# Exercise requirements
Print the whole listing below exactly as given, pictures excluded.

(Material for the task Opens)

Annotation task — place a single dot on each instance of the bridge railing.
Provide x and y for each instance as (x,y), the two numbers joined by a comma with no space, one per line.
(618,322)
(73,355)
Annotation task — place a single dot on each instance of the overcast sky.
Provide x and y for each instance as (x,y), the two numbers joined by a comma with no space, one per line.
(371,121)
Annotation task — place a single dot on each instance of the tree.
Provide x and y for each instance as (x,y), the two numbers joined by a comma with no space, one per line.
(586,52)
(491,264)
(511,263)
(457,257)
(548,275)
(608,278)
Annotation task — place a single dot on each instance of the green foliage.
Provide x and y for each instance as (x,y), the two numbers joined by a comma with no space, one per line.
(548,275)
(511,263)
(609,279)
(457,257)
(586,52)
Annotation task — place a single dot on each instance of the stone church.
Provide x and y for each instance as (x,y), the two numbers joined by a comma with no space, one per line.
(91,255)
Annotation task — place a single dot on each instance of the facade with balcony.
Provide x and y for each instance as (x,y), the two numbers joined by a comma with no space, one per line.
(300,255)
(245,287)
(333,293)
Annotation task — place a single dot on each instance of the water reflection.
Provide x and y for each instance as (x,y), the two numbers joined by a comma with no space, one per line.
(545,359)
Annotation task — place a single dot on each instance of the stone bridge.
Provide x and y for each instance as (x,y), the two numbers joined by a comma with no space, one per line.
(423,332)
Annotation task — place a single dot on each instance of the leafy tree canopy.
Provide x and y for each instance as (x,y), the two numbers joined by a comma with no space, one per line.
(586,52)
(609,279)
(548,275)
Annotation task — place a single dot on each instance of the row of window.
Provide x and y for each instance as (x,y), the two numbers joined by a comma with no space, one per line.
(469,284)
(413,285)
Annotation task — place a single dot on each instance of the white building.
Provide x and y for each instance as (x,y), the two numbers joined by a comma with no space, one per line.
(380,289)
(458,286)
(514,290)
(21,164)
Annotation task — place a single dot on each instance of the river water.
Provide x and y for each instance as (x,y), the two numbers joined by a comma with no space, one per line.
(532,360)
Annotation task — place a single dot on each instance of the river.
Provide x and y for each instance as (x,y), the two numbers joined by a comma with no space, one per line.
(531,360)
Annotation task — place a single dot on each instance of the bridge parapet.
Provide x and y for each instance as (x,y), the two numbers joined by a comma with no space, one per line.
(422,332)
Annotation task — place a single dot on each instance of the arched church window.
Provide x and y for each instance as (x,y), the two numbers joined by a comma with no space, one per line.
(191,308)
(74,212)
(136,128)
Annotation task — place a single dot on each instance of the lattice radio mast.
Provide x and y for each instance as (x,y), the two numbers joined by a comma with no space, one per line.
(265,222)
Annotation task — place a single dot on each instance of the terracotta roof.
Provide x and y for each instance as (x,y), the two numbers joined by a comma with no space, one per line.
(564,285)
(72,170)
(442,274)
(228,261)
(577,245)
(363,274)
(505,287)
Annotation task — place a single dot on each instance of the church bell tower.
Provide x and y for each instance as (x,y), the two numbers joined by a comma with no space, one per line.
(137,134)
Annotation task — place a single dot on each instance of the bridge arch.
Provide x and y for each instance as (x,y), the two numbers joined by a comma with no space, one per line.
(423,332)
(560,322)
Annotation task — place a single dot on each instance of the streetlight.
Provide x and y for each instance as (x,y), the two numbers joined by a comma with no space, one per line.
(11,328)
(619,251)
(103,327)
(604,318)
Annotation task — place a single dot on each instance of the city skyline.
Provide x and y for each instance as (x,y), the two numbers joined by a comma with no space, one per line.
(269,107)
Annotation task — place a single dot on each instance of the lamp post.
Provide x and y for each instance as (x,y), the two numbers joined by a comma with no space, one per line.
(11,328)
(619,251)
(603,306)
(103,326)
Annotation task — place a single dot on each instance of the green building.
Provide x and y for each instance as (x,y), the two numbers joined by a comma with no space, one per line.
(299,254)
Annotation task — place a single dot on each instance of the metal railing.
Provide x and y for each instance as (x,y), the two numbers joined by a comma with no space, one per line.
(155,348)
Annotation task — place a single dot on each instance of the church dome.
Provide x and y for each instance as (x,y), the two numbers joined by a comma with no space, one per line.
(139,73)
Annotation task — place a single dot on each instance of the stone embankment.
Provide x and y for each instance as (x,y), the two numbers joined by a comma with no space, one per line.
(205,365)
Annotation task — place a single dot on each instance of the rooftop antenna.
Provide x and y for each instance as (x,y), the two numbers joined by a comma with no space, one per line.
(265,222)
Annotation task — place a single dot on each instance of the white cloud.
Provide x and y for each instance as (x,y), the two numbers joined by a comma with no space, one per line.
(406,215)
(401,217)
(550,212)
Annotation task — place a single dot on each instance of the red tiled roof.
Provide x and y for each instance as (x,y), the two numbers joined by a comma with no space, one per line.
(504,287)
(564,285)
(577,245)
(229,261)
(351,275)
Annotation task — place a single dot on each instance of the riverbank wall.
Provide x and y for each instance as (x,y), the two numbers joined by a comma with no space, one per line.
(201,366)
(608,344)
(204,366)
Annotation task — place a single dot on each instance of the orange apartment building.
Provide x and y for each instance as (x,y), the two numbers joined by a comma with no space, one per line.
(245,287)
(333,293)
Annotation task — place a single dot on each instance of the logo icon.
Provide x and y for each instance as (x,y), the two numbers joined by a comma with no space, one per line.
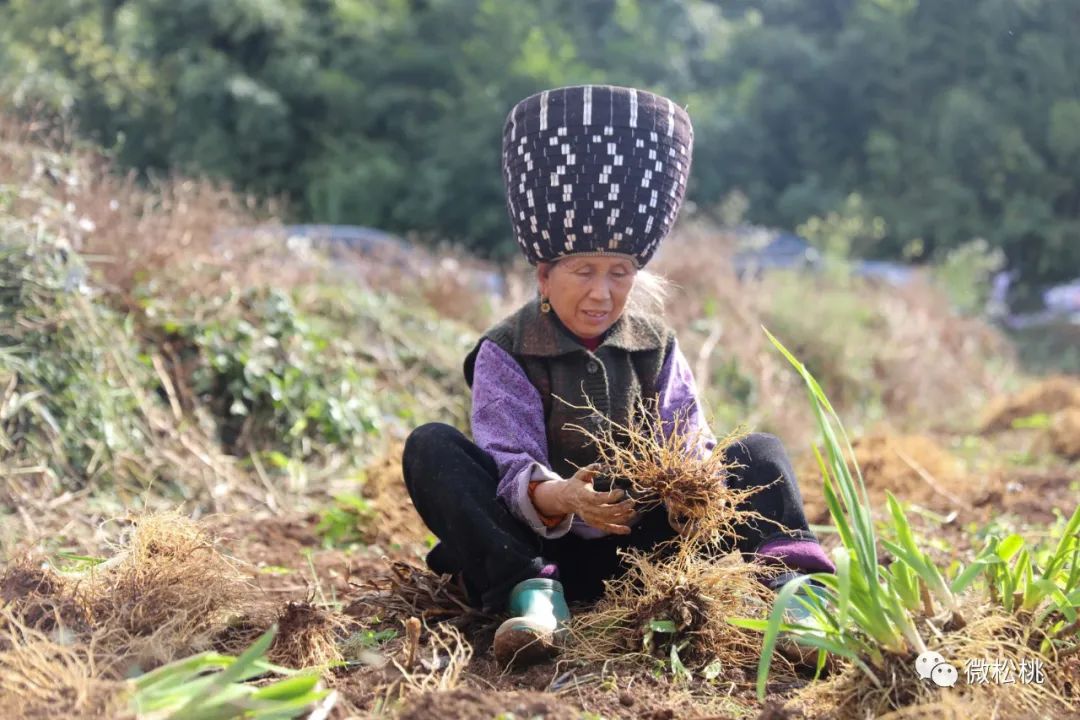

(Material for the task Closes)

# Answer below
Annotation task — place a single dot on each instance of the bridge railing.
Provide x and y for each instance as (x,y), the two numbers joined by a comma with no space, one per line.
(618,322)
(73,355)
Annotation task — place a single dot on each instance of the overcast sky.
Provide x and y for each instance as (x,y), the two numbers joined by a comma with no space, one per line.
(371,121)
Annotation task — place a single dot on each instance of the tree.
Provide x and y for each instance as (x,y), the two numbers joined by a comma with no space, one per line.
(586,52)
(491,264)
(511,263)
(457,257)
(548,275)
(608,278)
Annotation task — place a single dot on each instance of the green foliage.
Provide x and y for each instance as (x,y), the two numbers joined by a comma with no space, one per line.
(548,275)
(511,263)
(609,279)
(457,257)
(586,52)
Annotation task — place a single dot on each instance of the stone church.
Provide x and y for each instance as (x,y), the two numbers joined by a comma with no space, one per line.
(91,255)
Annotation task — place a single dot on each instance of the facade with balcony.
Provide x and y for each instance as (x,y), the two numbers joined by a comma with no space, one per line.
(300,255)
(245,287)
(333,293)
Annotation task — place a single dot on each instance of the water reflection.
Provide x and y for each instance as (x,y), the two numbers joined by a comma with no space, one per line.
(545,359)
Annotation task — place a single dot on each instance of the stone bridge.
Provide x and y for each instance as (x,y), the two numbers joined by a comma with no space, one per line.
(423,332)
Annotation task — place a single dot on each instance of the leafy tree canopy.
Provide x and y for each instance as (x,y), the two numbers joined by a comma with no space, one per line.
(586,52)
(609,279)
(548,275)
Annotation task — place a single dot on each instance of the row of window.
Provide x and y for each instance as (x,y), the two numbers joined by a comma with no space, one per line.
(469,284)
(413,285)
Annotation task — place a single dot on each instance of the white building.
Provide x and y for each instance as (x,y), the two numbers joined by a comma with no space, one per line.
(380,289)
(458,286)
(514,290)
(21,164)
Annotation task — place a single dot on each instance of the river water.
Provide x and y for each instance as (x,y), the two numbers joined by a comma with no space, one per line.
(532,360)
Annotation task — place a single dot on each instance of the river.
Provide x and y for each instance as (x,y), the two numbers joined by a comma with no space, one per line.
(531,360)
Annotation task — place a single dot on each instance of the bridge parapet.
Provide x and y for each instance as (x,y), the two numbers joined by a comma with no space, one per line.
(422,332)
Annotation task — place a single dot on each instance of the arched church window.
Provide x and y for each instance as (x,y), the two numbers joined by a comma with no space, one per line.
(191,308)
(74,212)
(136,128)
Annotation task — place a single dot on each instance of the lattice radio mast.
Provide x and y for each instance as (x,y), the two numbers joined by a comma with no space, one per line.
(265,222)
Annotation task — place a single dot on each instance of the terracotta roof.
Provide x and y for each instance as (x,y), the two numbers joined by a comma with no space, one per line.
(564,285)
(72,170)
(442,274)
(228,261)
(577,245)
(363,274)
(505,287)
Annotation task — place a single dot on each instance of the church bell tower.
Provide x and y for each instance as (x,y), the two numbers joined by a comma with no space, one per line.
(137,134)
Annotation task — place a single dot on each instance of the bridge arch.
Provide x and y for each instance as (x,y), the two numbers joined by a comma with no space, one per line.
(423,332)
(560,322)
Annotation task — place a single dot on each instance of the streetlight.
Provide x and y for each instance as (x,y), the two numbers joined by a comma with no space, one per line.
(11,328)
(619,251)
(103,327)
(604,318)
Annotation task — place a single dot on each instance of the city skyline.
Provide x and y for each instance as (x,y), the two numbers joined by a comma with no space, one per line.
(269,107)
Annotation task — place a single dot on each instance of the lamp post.
Provide x and y for each instance as (x,y), the two numbers joined by a comma with no space, one per line.
(11,328)
(619,251)
(603,306)
(103,326)
Annotation task — place a single dot on each instance of the green building.
Provide x and y for each instance as (x,y), the two numbers joined by a comma with no space, one per line.
(299,254)
Annotation task — place a single dot on each instance of the metal railing.
Provide x and y for each instance as (x,y), the two numbers joined by a comma with no space, one per line.
(155,348)
Annotation task — place a single dot on each instance of the church dome.
Provide x and y for each instance as (x,y), the two numbers joined by a comma with no space, one per line.
(139,73)
Annotation task — place a single dot on each instance of the stone embankment.
Provide x and y for each instance as (x,y), the two numbers joined by a comma with no space, one per line.
(205,365)
Annotation task — place a single dot on each instance of the rooftop antenna.
Provide x and y for each instance as (x,y), the two numbers joined by a comma with no space, one per line.
(265,222)
Annotation task — place a single dot on each instance of the white cloud.
Provide x and y for each instance as (x,y), the two numbers joined by a comma with no space, one per line.
(406,215)
(401,217)
(550,212)
Annotation task — place a single dot on each instance of the red tiled roof.
Provide x and y for each instance as (x,y), the two numbers joined by a comma with no space, one per line.
(504,287)
(564,285)
(577,245)
(229,261)
(351,275)
Annotation task — place a single dot on each instance of the riverbank wall.
Provide x and y for each instance as (x,y), the two numbers joined by a comma with no space, one per line.
(201,366)
(608,344)
(204,366)
Annotation task — place a single dot on each instance of the orange apartment building.
Provide x and y for each instance as (x,y), the two numbers joined by a comma with no space, one per line.
(245,287)
(333,293)
Annotation task — place a single dot on each instance of the logo icon.
Provide x and y for each instance as (x,y), the two numbers joined by a comma with no space, one per line.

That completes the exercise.